Pick out every line in the items below that contains the string "provide", and copy each such line in full. Case counts.

#### Records to process
-- begin --

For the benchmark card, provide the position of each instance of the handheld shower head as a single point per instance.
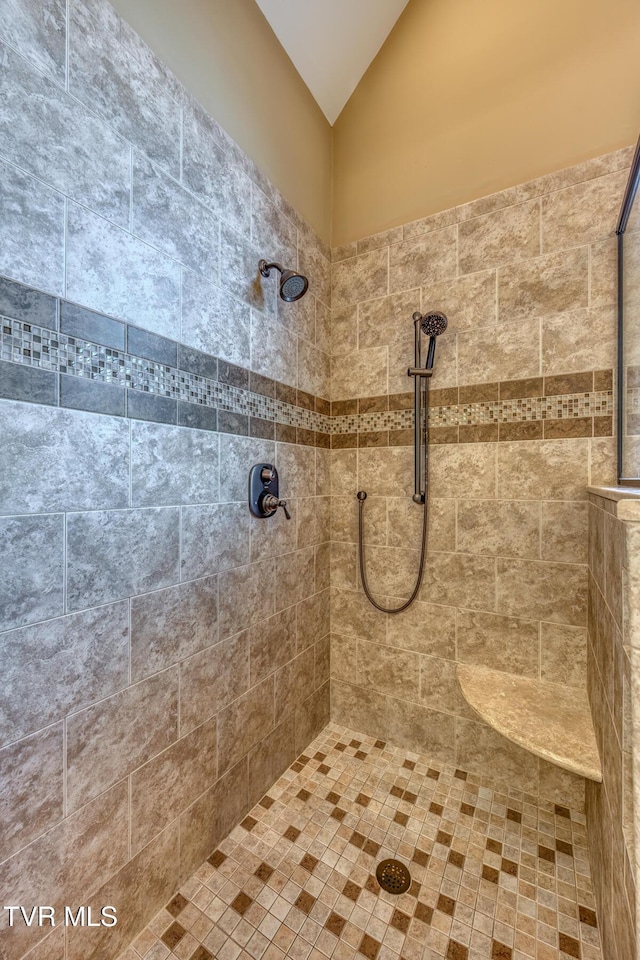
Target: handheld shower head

-- end --
-- begin --

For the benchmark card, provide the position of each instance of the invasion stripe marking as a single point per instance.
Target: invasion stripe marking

-- end --
-- begin --

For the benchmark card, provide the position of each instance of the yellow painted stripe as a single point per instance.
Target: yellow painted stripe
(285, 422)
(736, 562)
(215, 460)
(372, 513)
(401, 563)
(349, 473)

-- end --

#### Correct answer
For the benchmark card, provide the position of each instance of the handheld shower head as a single point per instance.
For the benchmark card, provide the position of each instance of the invasion stripe marking as a single point per instance.
For the benchmark card, provide the position of each instance of the yellow painted stripe as a single point per instance.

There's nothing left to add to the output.